Provided records Block Start

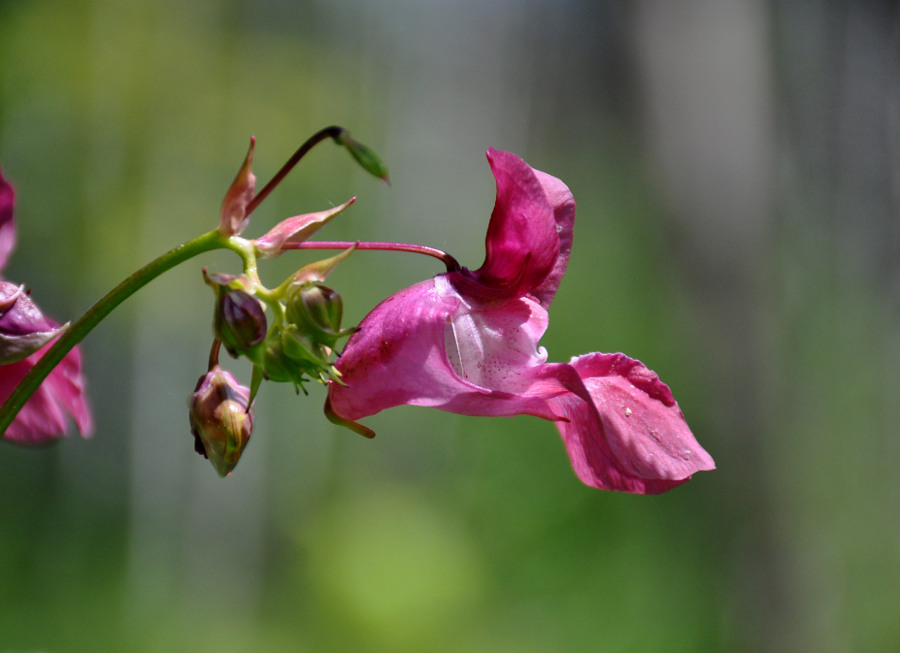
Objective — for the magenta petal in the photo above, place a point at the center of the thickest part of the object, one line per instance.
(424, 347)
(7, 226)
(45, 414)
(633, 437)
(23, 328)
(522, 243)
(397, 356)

Provided records Block End
Provided records Block Start

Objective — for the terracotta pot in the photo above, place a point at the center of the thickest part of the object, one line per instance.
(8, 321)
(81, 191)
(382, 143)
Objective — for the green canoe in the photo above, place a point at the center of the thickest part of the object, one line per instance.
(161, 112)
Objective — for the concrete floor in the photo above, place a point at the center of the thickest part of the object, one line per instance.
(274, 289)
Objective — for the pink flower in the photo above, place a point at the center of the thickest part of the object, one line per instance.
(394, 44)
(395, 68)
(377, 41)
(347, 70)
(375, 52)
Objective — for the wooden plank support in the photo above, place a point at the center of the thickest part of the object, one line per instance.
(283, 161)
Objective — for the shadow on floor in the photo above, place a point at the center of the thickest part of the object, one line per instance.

Provided records Block End
Provided records Block Start

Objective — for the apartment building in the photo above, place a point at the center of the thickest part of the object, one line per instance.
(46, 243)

Provided records Block End

Task statement: In the material above, locate the line containing "Objective — for the terracotta" and the line containing "Objective — for the shadow". Transcribe exactly those two lines and every line between them, and nothing more.

Response to the exercise:
Objective — for the terracotta pot in the photo above, place a point at the center of the thickest part of the object, one line per instance.
(8, 321)
(81, 191)
(382, 143)
Objective — for the green canoe in the photo above, place a point at the center of the thickest part of the object, one line per instance.
(161, 112)
Objective — for the concrete floor in the photo above, place a point at the center of the thickest part of the object, one line per instance.
(274, 289)
Objective — for the pink flower in the photo above, place a point at the center of the thickest part of the object, one line per instance.
(394, 44)
(395, 68)
(377, 41)
(347, 70)
(375, 52)
Objective — for the wooden plank support in the photo above, place a point at the center of the thickest part of the object, one line per instance.
(283, 161)
Objective — for the shadow on floor in the photo above, place a point at the center of the thickest part of the object, one line per instance.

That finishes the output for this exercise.